### [What is required]
Reproduce the passage about the New York Times article, everything from "Technology columnist Denise" down to "is True instead.", and swap "chucked out" for "threw out".

### [Passage given]
# # # # # # #

“How Did He Get So Popular So Fast?”

Just over a year old, This is True is written up extremely favorably in the New York Times — in the business section. Their reporter is the first one to really understand the implications of my for-profit email publishing idea.

Technology columnist Denise Caruso dug a little deeper into the implications of the Internet “mailing list” phenomenon than most writers have — I guess that’s why she writes for the Times. She called to get a little quote for an article on the subject, but was so intrigued by my business model she chucked out the other parts of the story and did the entire article on This is True instead.

She declared I’m “taking a rather contrarian view of commercial publishing on the global Internet” since I “encourage people to do what comes naturally in net culture — that is, make copies and distribute them with impunity to friends and colleagues.”

# # # # # # #

[Rows from a pointing dataset]

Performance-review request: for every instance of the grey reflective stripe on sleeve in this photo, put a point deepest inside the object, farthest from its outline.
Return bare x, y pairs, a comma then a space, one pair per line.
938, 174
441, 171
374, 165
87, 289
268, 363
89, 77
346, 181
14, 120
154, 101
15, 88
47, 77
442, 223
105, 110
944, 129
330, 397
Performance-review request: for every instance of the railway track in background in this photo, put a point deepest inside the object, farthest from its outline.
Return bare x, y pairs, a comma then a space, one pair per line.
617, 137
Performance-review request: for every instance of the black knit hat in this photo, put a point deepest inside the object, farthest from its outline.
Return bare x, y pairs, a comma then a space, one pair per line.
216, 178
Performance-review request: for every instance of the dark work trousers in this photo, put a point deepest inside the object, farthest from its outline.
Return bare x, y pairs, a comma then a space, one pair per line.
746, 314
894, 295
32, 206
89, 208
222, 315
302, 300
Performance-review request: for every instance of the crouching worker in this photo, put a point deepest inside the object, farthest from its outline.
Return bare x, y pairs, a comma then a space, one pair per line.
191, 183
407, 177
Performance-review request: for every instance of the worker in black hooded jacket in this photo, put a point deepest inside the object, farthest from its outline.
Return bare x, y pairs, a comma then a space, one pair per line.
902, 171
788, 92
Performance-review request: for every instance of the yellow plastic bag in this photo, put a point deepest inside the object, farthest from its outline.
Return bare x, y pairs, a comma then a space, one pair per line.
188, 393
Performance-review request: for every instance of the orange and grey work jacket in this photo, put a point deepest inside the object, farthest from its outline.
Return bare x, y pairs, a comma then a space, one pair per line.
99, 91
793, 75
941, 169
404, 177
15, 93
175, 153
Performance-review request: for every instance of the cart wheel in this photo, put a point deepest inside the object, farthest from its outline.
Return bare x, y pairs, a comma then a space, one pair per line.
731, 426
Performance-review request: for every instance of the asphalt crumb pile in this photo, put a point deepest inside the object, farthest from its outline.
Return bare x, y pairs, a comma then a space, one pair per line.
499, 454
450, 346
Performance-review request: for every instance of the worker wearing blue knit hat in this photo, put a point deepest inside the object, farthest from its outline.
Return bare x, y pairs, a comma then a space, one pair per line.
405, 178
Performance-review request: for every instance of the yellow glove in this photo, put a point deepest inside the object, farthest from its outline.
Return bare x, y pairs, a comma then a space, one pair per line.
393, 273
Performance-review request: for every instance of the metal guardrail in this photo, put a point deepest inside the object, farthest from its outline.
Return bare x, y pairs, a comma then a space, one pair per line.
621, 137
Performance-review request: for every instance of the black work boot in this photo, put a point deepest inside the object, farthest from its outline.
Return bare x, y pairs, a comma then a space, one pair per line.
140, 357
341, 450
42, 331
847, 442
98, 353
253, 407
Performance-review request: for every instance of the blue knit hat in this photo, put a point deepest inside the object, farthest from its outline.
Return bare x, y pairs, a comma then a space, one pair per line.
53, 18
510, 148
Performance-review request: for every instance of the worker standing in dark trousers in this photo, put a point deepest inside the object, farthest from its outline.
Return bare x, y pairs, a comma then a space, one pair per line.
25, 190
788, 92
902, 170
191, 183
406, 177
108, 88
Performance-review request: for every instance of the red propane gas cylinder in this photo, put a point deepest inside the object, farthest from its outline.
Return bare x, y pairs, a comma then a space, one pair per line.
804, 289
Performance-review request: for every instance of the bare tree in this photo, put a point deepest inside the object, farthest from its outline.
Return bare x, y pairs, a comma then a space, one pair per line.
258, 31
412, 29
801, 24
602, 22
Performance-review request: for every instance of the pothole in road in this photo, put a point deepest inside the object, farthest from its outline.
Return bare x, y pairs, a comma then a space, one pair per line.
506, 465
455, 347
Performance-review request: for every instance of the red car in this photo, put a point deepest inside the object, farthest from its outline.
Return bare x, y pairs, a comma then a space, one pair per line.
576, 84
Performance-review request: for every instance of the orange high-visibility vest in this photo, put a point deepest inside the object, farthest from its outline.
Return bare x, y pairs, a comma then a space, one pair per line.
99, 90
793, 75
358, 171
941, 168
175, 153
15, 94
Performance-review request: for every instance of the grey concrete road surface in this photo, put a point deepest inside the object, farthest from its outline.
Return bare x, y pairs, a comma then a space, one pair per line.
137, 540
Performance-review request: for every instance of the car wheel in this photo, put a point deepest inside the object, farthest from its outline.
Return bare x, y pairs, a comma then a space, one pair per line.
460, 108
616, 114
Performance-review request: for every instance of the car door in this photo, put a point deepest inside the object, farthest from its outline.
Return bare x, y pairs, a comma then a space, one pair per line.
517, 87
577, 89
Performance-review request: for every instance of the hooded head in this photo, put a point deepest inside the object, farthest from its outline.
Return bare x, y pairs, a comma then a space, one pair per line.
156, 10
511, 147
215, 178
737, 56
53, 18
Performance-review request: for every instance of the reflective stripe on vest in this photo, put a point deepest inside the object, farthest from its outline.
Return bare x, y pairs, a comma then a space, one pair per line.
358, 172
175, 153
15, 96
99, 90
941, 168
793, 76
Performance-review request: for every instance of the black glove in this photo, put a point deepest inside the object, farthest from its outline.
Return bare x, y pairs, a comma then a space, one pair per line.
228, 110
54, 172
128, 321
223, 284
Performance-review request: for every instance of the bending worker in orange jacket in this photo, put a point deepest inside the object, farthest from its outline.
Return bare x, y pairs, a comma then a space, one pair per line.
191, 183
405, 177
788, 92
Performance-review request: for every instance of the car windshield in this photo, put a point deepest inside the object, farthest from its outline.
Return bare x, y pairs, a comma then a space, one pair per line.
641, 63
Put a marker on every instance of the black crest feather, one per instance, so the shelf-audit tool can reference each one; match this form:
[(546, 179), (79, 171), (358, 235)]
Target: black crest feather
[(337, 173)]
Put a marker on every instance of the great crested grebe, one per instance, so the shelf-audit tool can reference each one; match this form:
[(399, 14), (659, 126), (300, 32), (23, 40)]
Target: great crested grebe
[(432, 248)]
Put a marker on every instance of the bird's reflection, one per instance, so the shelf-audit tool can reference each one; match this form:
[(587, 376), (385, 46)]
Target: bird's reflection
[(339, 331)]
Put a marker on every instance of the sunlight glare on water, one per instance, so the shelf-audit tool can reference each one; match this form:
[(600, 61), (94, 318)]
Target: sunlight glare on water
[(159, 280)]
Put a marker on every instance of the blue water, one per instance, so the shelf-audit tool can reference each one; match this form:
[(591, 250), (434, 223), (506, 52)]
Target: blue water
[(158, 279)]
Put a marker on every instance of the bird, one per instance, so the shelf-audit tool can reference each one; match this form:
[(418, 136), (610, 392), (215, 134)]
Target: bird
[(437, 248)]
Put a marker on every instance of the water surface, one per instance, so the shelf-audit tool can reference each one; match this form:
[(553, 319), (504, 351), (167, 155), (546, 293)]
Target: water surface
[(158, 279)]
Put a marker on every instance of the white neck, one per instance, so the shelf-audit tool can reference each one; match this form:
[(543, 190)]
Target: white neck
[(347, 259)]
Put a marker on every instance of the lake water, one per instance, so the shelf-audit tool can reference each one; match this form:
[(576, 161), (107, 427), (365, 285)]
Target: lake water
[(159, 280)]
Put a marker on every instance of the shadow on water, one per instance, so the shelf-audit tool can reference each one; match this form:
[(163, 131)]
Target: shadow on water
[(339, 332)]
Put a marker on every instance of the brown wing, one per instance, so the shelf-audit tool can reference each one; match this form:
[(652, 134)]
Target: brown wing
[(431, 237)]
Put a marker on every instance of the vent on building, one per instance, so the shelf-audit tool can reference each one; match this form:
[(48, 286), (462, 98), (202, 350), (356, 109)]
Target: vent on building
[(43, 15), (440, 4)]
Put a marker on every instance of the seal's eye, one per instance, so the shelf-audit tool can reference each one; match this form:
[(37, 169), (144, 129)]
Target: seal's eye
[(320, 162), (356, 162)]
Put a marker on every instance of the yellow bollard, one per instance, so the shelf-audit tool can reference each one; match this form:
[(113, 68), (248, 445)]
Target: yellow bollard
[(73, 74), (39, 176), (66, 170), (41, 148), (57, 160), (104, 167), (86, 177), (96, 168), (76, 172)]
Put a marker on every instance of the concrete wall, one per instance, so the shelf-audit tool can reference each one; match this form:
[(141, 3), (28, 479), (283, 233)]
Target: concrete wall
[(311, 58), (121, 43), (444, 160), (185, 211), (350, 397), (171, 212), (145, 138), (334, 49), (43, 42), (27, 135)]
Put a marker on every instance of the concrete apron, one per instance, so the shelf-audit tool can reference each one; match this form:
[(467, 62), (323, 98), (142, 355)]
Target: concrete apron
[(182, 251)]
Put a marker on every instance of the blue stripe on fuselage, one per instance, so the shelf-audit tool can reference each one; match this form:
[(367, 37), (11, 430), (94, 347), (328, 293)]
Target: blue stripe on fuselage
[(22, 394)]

# # # # # # #

### [Written reply]
Technology columnist Denise Caruso dug a little deeper into the implications of the Internet “mailing list” phenomenon than most writers have — I guess that’s why she writes for the Times. She called to get a little quote for an article on the subject, but was so intrigued by my business model she threw out the other parts of the story and did the entire article on This is True instead.